#### RECORDS FOR THIS TASK
***
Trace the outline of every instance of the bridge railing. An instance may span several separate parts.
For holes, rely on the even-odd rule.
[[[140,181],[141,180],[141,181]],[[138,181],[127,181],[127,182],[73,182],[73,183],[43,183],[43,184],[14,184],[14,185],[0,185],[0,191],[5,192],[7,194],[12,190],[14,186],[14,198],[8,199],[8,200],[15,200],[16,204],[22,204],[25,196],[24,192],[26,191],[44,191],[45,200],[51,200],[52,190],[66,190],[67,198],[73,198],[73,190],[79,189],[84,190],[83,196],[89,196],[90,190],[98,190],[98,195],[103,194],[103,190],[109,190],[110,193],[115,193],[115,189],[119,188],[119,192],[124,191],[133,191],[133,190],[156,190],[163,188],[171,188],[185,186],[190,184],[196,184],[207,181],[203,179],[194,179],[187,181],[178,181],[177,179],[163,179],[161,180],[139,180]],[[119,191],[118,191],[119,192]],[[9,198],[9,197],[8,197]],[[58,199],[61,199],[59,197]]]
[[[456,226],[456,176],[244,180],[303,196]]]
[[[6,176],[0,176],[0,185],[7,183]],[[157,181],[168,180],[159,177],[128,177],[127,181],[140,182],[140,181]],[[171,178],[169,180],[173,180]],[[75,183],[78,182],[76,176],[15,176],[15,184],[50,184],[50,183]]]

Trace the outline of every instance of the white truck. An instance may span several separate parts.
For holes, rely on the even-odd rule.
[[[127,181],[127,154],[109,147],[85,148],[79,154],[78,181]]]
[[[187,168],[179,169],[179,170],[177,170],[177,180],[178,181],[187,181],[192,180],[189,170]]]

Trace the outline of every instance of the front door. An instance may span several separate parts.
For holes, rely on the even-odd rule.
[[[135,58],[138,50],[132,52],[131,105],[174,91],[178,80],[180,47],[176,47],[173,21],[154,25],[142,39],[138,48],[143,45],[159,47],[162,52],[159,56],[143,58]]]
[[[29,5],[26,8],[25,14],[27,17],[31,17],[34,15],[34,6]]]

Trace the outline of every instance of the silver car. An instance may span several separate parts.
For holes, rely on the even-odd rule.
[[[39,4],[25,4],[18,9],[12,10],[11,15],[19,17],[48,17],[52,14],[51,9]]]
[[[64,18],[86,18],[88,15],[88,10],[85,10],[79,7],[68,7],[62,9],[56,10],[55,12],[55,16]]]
***
#### WHAT IS ASKED
Tally the lines in the rows above that contain the word "instance", where case counts, and give only the number.

#### TASK ANSWER
4